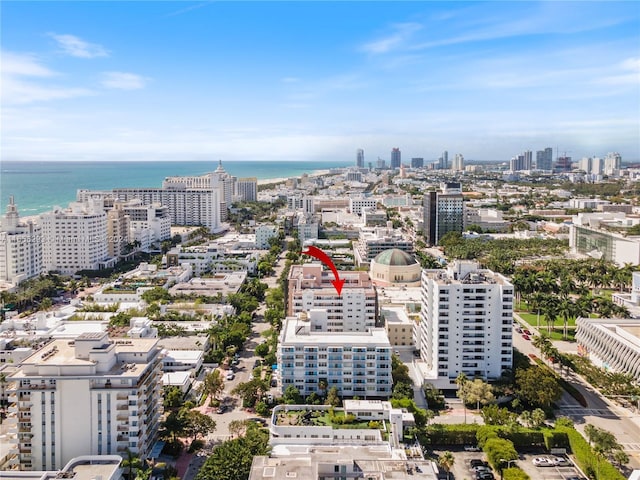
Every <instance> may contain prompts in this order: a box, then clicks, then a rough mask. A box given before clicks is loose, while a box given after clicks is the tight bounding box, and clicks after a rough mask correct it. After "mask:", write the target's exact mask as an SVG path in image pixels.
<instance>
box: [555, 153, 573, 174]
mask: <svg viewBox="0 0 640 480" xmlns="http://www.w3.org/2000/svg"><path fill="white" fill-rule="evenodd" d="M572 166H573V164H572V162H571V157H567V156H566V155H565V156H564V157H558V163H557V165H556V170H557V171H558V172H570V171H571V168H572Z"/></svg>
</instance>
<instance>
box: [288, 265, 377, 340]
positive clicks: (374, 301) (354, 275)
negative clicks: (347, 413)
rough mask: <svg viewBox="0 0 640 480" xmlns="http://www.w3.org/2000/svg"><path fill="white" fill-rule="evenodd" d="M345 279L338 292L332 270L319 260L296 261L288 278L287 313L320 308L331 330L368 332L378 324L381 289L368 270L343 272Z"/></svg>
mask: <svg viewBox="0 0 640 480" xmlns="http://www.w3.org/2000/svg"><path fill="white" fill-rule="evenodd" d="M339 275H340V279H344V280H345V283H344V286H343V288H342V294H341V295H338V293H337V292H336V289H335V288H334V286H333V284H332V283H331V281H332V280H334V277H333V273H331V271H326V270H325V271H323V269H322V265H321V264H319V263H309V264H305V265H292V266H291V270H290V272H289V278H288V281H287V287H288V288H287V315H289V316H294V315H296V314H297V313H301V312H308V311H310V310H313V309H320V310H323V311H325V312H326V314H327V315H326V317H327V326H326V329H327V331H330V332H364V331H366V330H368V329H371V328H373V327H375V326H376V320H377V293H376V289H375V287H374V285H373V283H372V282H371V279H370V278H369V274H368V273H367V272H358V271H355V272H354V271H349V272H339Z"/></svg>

####################

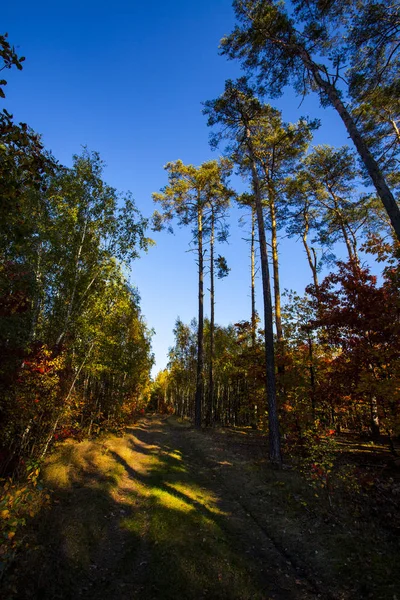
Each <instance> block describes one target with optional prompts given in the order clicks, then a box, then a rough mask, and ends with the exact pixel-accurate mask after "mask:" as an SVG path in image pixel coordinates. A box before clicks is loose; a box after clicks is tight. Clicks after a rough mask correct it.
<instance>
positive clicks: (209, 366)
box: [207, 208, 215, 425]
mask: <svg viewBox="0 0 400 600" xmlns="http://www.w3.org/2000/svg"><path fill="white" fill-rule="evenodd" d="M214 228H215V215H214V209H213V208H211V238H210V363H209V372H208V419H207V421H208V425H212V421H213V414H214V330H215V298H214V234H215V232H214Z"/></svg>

####################

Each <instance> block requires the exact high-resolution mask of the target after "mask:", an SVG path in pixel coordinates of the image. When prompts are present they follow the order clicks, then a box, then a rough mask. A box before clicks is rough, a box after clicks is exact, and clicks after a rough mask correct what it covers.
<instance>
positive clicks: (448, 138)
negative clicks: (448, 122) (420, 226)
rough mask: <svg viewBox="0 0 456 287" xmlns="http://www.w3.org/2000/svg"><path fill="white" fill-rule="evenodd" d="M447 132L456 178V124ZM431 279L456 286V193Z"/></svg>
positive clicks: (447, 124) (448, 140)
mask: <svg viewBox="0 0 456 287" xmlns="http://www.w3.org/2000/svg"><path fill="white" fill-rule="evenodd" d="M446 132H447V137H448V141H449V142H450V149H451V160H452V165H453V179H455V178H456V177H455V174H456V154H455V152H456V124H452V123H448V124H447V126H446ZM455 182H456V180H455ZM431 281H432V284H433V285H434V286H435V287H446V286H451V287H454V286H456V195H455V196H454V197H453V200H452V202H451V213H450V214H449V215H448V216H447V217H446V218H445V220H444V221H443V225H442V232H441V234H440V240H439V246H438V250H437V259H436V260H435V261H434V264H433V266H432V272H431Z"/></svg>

####################

Exercise goal -> Output the rows above verbatim, from the line that contains "Every <instance> may" through the line that contains "box: [555, 153, 573, 174]", with both of those lines included.

The completed task ->
Every <instance> may contain prompts in this order: a box, then clicks, then a rough mask. A box given before clicks is loose, while a box given after clicks is the tight bounding box, and clicks after a rough mask correct it. After "mask:", write the target's exact mask as an SVG path in image pixels.
<instance>
box: [555, 153, 573, 174]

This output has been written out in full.